* [Consignes]
- 1) Recopiez, dans le texte sur les albums méconnus, le passage qui s'ouvre sur les mots contenant « Un texte de » et se termine par « une exploration initiale. ».
- 2) Poursuivez le texte sur les albums méconnus à partir de l'endroit où il s'arrête.

* [Texte fourni]
+ + + + +

Un texte de Louis Bonneville
En tant que mélomane, il est toujours passionnant de découvrir des albums majeurs qui étonnamment me sont avérés complètement inconnus durant des décennies. Bien entendu, ces disques importants sont le point central de la mire d’une quête musicale. Par contre, force est de constater, avec regret, que ces trouvailles s’avèrent de plus en plus rares au fil des années de par l’écumage de ces albums classiques. Lorsqu’à nouveau on est happé par ces réalisations majeures, demeurées vierges à notre oreille, ils s’inscrivent donc dans notre spectre d’intérêts de façon beaucoup plus fascinante, contrairement au moment où ils se retrouvaient tous là, facilement accessibles à une exploration initiale.

+ + + + +

* [Extraits des lignes]
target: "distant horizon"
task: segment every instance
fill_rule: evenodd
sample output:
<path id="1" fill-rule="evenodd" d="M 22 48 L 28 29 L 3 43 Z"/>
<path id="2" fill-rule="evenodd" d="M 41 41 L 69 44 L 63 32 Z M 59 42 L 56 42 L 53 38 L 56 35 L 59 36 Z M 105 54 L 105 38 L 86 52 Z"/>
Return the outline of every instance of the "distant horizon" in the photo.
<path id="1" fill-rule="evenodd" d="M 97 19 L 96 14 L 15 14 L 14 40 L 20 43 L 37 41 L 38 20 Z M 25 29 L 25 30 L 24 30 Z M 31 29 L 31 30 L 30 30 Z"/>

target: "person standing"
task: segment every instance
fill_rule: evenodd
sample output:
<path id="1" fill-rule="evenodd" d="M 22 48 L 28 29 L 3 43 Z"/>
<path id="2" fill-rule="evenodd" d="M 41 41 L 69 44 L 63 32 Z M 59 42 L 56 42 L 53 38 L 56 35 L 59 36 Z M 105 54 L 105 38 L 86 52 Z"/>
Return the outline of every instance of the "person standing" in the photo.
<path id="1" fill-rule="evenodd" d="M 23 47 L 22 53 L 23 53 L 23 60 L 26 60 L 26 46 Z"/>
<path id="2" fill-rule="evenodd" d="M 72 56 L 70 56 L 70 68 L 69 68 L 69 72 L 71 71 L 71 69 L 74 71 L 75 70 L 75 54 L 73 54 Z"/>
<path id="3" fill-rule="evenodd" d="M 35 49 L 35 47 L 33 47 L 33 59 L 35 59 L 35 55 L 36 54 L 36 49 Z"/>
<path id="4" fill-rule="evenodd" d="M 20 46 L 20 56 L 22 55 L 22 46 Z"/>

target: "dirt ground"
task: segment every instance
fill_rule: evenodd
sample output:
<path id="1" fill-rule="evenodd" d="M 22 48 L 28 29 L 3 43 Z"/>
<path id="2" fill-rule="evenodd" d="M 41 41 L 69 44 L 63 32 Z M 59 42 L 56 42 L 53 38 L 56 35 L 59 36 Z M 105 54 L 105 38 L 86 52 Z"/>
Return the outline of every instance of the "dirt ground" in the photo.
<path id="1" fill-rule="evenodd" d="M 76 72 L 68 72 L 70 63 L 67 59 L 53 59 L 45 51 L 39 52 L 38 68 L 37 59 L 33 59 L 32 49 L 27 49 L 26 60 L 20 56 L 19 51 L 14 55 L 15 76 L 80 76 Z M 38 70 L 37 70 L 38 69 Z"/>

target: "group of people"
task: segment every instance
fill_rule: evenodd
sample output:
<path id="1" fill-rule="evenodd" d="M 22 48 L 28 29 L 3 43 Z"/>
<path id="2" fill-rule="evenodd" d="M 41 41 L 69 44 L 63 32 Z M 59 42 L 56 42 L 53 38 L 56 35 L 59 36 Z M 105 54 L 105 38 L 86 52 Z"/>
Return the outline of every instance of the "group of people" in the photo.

+ + + + +

* [Corrigé]
- 1)
Un texte de Louis Bonneville
En tant que mélomane, il est toujours passionnant de découvrir des albums majeurs qui étonnamment me sont avérés complètement inconnus durant des décennies. Bien entendu, ces disques importants sont le point central de la mire d’une quête musicale. Par contre, force est de constater, avec regret, que ces trouvailles s’avèrent de plus en plus rares au fil des années de par l’écumage de ces albums classiques. Lorsqu’à nouveau on est happé par ces réalisations majeures, demeurées vierges à notre oreille, ils s’inscrivent donc dans notre spectre d’intérêts de façon beaucoup plus fascinante, contrairement au moment où ils se retrouvaient tous là, facilement accessibles à une exploration initiale.

- 2)
En 2010, je tombai sur une entrevue réalisée par Télé-Québec avec Daniel Lanois. Ce musicien, qui réussit d’ailleurs à sans cesse se réinventer, se fit poser une question très prévisible, mais dès plus pertinente, et ce, dû à son statut de réalisateur mythique : Quel album aurait-il souhaité en être le réalisateur ? Sans hésiter, le Québécois d’origine répondit par l’album The Man-Machine du groupe Kraftwerk. À l’écran, en avant-plan, une image de la couverture de l’album accompagnait les propos de Lanois. Ce moment me laissa complètement figé à mon fauteuil dû à mon analyse primaire de cette pochette et de ce groupe hétéroclite de quatre individus y posant. Leur look androgyne enchevêtré avec celui d’une idée pseudo-futuriste de mi-homme/mi-machine m’apparaissait troublant : chevelure placée chirurgicalement vers l’arrière à l’aide d’une dose importante de gel coiffant, rouge à lèvres vif assorti à leurs chemises et regards flegmatiques. J’étais ébahi de m’imaginer que Lanois, celui qui réalisa entre autres Joshua Tree de U2 et Oh Mercy de Bob Dylan, pourrait cadrer stylistiquement avec cet album de ce groupe allemand, formation dont d’ailleurs je ne connaissais absolument pas l’existence et qui curieusement, à compter de ce moment, se manifesta constamment à moi.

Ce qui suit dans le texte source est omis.